Copy out each line below that contains the string "drum", treating uppercase and lowercase as different.

□ □ □ □ □ □ □

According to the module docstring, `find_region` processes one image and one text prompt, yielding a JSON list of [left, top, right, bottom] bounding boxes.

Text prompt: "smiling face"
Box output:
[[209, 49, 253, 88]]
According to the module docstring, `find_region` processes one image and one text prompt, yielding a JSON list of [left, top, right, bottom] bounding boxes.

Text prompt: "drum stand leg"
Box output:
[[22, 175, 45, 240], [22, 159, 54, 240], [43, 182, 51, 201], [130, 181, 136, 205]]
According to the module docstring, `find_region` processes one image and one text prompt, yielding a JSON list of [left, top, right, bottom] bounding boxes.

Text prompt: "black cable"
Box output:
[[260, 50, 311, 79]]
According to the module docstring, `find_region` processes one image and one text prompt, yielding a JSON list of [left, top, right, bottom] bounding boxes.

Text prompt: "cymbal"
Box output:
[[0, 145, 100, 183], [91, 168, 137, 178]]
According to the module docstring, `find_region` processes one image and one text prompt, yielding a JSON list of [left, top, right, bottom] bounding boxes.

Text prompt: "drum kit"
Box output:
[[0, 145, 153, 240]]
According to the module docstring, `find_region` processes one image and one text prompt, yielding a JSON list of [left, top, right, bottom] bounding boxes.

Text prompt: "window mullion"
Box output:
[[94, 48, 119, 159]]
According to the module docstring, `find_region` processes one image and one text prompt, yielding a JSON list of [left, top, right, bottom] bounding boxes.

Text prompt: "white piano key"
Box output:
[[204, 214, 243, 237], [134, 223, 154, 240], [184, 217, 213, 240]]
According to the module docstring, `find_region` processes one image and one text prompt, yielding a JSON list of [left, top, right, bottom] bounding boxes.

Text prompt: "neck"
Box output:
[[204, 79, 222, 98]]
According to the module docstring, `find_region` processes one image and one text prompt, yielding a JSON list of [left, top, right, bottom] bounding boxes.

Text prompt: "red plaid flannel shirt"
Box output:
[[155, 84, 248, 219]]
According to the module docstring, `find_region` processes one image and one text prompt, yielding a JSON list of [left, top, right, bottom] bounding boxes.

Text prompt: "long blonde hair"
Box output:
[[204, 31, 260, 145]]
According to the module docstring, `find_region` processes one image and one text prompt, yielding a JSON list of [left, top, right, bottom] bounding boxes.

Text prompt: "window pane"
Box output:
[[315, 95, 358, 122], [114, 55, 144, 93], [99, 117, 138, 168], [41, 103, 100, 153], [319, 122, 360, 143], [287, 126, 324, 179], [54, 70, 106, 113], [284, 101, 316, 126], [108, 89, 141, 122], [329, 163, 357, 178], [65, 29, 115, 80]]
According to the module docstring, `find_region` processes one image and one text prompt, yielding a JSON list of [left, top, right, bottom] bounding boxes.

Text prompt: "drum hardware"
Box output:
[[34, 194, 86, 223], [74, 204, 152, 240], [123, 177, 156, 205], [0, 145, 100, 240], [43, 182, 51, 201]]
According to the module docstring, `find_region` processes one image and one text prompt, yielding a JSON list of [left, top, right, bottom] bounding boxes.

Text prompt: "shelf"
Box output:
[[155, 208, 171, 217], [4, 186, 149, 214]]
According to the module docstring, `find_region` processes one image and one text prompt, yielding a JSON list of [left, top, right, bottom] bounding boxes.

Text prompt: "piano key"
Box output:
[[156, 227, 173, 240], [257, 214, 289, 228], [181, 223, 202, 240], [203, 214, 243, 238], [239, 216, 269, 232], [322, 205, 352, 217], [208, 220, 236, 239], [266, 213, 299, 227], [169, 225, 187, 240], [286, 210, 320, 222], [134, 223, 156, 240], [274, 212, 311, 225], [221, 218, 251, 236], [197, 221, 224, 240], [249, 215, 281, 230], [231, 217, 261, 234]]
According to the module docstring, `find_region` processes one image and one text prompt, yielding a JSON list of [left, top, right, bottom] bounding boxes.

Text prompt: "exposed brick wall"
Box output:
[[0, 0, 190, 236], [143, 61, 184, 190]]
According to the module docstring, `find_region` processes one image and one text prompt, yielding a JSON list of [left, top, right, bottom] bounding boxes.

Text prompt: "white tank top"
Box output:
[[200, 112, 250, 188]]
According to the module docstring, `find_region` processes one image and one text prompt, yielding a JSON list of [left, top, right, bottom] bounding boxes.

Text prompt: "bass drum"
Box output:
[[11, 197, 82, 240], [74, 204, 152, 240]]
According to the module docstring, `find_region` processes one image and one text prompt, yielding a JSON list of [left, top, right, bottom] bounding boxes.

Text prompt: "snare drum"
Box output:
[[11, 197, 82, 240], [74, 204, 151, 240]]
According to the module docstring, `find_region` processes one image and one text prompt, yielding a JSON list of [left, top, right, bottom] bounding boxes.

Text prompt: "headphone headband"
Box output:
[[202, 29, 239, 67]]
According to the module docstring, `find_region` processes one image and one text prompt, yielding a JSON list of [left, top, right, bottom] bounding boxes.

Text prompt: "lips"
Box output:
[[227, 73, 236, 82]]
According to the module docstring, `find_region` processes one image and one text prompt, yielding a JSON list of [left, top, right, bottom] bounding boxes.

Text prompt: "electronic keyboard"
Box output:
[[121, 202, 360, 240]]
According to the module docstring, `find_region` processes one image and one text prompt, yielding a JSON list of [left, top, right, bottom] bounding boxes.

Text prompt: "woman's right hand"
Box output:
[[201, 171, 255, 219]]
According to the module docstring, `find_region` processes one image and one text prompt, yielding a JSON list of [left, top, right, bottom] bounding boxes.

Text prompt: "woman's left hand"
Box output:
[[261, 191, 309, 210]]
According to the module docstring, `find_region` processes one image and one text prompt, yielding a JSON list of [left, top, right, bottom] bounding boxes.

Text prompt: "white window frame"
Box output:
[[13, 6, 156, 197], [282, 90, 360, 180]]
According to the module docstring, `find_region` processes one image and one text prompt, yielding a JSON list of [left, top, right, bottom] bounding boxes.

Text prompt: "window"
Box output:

□ □ □ □ □ □ □

EXPECTED OUTPUT —
Text prompt: "drum stand leg"
Text prompt: "drum kit"
Text prompt: "drum hardware"
Text prompt: "bass drum"
Text prompt: "snare drum"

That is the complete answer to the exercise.